- [REQUIREMENT] Copy exactly, and only, the lines from the one containing "of the shadowed" through the last line of the records below.

##### MATERIAL PROVIDED #####

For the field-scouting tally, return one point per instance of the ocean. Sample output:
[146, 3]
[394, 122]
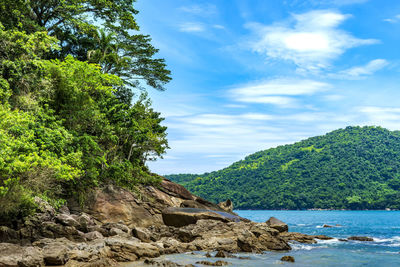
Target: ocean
[383, 226]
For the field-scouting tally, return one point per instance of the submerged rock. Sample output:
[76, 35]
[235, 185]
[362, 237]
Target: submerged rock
[287, 258]
[360, 238]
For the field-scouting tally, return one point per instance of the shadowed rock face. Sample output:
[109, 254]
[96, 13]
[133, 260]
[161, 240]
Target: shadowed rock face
[179, 217]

#####

- [RESPONSE TO THIS TASK]
For the field-scouting tally, return one point per instance of the shadowed rock face. Sample output:
[109, 254]
[96, 13]
[133, 260]
[161, 240]
Target: shadowed rock face
[179, 217]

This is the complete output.